(Selected text)
- Coordinates: 41°12′17″N 73°06′34″W﻿ / ﻿41.20472°N 73.10944°W
- Carries: 6 lanes of I-95
- Crosses: Housatonic River
- Locale: Stratford, Connecticut/Milford, Connecticut
- Official name: Moses Wheeler Bridge
- Maintained by: Connecticut Department of Transportation

Characteristics
- Design: Continuous steel plate girder and floorbeam
- Total length: 967 meters (3,196 feet)
- No. of spans: 14

History
- Opened: 1958 (Reconstructed 2011-2016)
(End Selected text)
## [Task instructions]
[1] In the Moses Wheeler Bridge entry, substitute "Dedicated" for "Opened" and give everything from "Characteristics" down to "1958 (Reconstructed 2011-2016)".
[2] According to the Moses Wheeler Bridge entry, how many spans does the bridge have?
[3] Supply the next part of the Moses Wheeler Bridge entry, following on from its last line.
(Recorded data)
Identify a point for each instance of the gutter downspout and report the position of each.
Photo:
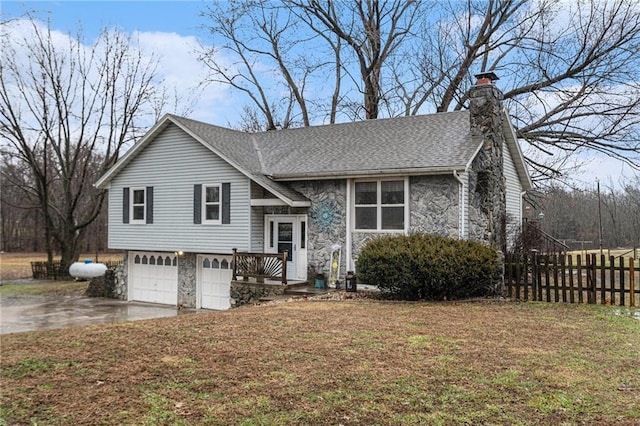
(End Recorded data)
## [Answers below]
[1]
Characteristics
- Design: Continuous steel plate girder and floorbeam
- Total length: 967 meters (3,196 feet)
- No. of spans: 14

History
- Dedicated: 1958 (Reconstructed 2011-2016)

[2] 14

[3]
Location
- Interactive map of Moses Wheeler Bridge

= Moses Wheeler Bridge =

Bridge in Connecticut, United States

Moses Wheeler Bridge carries Interstate 95 (Connecticut Turnpike) over the Housatonic River between Stratford and the Devon section of Milford. The current bridge is a 14-span continuous girder and floorbeam structure that carries three (expandable to four) lanes of traffic in each direction, with full inside and outside shoulders. The current bridge, completed in 2016, replaces a pre-existing structure that was completed as part of the original Connecticut Turnpike in 1958. The original bridge was a 34-span plate girder structure with a concrete deck with three 12-foot travel lanes in each direction and no shoulders. The central span of the original bridge over the river's navigation channel included a pin and hanger assembly, which are no longer used in bridge construction in the United States. Construction on the Moses Wheeler Bridge began in 1955 and opened on January 2, 1958.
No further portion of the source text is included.